[Point labeling examples]
※ ※ ※
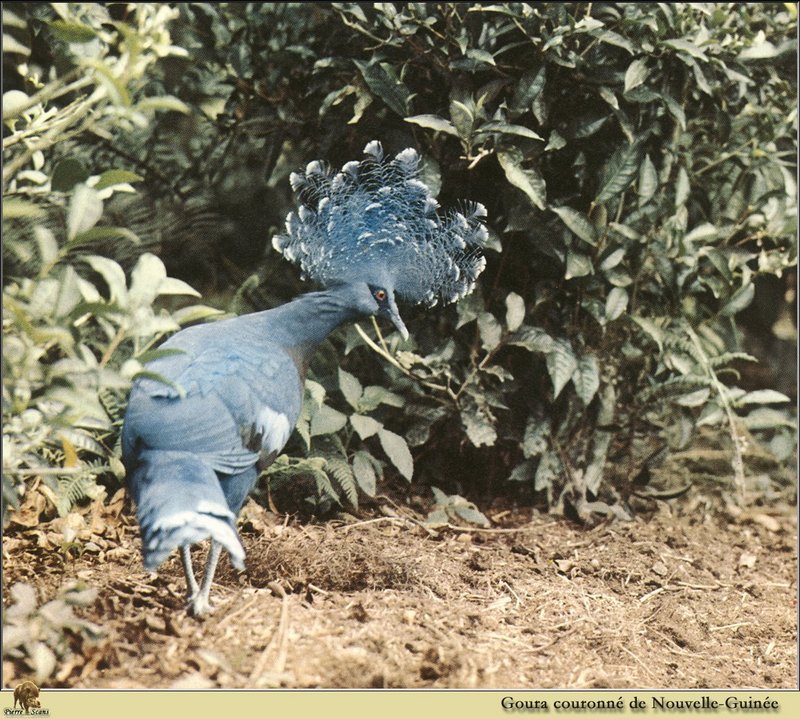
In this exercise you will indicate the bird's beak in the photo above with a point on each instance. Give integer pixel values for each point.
(394, 316)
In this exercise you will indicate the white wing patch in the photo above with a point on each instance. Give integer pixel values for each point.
(274, 429)
(198, 524)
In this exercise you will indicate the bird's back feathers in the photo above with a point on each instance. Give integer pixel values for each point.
※ ※ ※
**REQUIRED TASK**
Pictures are not part of the copy; output everything else in the records exactly.

**SOLUTION**
In this exercise you will indicate the bird's beak in the photo above with a point on each instance. Give integer pixel values for each point.
(394, 316)
In this exercise you will indicate the white wing patch in the photo above with a point on each instance. Give integer pixel values for each point.
(274, 429)
(198, 524)
In this exercise you will indicate the bird's back feathers in the photo above with a point on each instance. Give integer pixel values for each point.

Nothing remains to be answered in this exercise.